• EXTRACT PROVIDED:
====

Risk of Cardiovascular Event Jumps Significantly Before Cancer Diagnosis

Dr. Babak Navi

Older adults with cancer are nearly 70 percent more likely to suffer a stroke or heart attack in the year prior to their diagnosis compared with peers without a cancer diagnosis in that same time period, according to new research by Weill Cornell Medicine, NewYork-Presbyterian and Memorial Sloan Kettering Cancer Center investigators.

The paper, published Dec. 21 in the journal Blood, found that the increased risk of stroke or heart attack begins five months before cancer is officially diagnosed and peaks in the month prior to diagnosis. The data suggest that some of these cardiovascular events may be triggered by undetected cancer, said first author Dr. Babak Navi, associate professor of neurology in the Department of Neurology and of neuroscience in the Feil Family Brain and Mind Research Institute at Weill Cornell Medicine, and a neurologist at NewYork-Presbyterian/Weill Cornell Medical Center.

====

• TASK REQUIREMENTS: Please pick up the article on cardiovascular risk before a cancer diagnosis and carry it on from the end of its last sentence. You won't need the records that come after this text.

• MATERIAL SUPPLIED:
====

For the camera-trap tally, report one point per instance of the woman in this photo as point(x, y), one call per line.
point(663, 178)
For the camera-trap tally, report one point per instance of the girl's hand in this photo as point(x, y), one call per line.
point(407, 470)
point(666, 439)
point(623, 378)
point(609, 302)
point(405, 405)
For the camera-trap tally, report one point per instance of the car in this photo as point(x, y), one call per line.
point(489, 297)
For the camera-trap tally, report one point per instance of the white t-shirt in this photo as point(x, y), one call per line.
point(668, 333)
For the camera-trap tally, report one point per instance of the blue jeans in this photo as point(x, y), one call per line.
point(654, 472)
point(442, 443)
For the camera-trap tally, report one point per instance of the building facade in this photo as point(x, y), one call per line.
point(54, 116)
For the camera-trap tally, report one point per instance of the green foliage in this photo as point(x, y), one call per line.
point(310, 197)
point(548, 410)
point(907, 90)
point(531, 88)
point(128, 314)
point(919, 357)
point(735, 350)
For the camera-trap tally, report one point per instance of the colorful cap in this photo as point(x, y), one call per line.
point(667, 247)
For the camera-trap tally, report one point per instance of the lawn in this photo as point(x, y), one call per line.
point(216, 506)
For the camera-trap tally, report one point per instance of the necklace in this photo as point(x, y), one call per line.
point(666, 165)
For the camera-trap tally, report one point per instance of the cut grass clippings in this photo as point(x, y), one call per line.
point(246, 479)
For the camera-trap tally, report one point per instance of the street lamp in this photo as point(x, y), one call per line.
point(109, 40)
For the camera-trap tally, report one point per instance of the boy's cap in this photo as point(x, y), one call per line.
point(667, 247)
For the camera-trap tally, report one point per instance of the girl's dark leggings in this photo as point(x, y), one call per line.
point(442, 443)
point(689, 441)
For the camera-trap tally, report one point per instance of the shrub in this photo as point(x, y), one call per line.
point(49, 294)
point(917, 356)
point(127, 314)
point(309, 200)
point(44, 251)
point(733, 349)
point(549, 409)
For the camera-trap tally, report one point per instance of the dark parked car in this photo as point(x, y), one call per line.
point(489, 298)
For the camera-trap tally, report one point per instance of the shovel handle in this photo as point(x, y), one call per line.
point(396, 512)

====

• TASK RESULT:
“Since cancers take months to years to develop, the cancer was probably there all along and at least in some of those patients, caused their stroke or heart attack,” said Dr. Navi, who is also chief of the Division of Stroke and Hospital Neurology in the Department of Neurology at Weill Cornell Medicine and NewYork-Presbyterian/Weill Cornell. “If we can identify the highest-risk patients, we can determine the utility of screening them to help diagnose their cancers earlier, which may lead to better outcomes.”

Americans’ lifetime incidence of cancer is estimated to be 39 percent, and Dr. Navi conducted prior research indicating cancer patients are twice as likely to experience heart attack or stroke after diagnosis compared to peers without cancer. But this new study looked in the opposite direction – examining the period before cancer diagnosis instead of after – finding a similarly strong association between the two.

Cancer can promote blood clots in several ways, including by circulating tumor cells that attract clots or by damaging the lining of blood vessels, Dr. Navi said. His new research supports the notion that the clotting leading to heart attack or stroke is “mostly being driven by the cancer itself,” he said, instead of other factors, such as cancer treatments or interrupting prescription anti-platelet drugs, which prevent clotting, in preparation for biopsy or surgery.

With team members that include colleagues from Memorial Sloan Kettering Cancer Center, Dr. Navi identified more than 374,000 patients age 67 or older with a new diagnosis of breast, lung, prostate, colorectal, bladder, uterine, pancreatic or gastric cancer or non-Hodgkin lymphoma in the period from 2005 to 2013. These malignancies comprise about two-thirds of all cancer diagnoses in the United States.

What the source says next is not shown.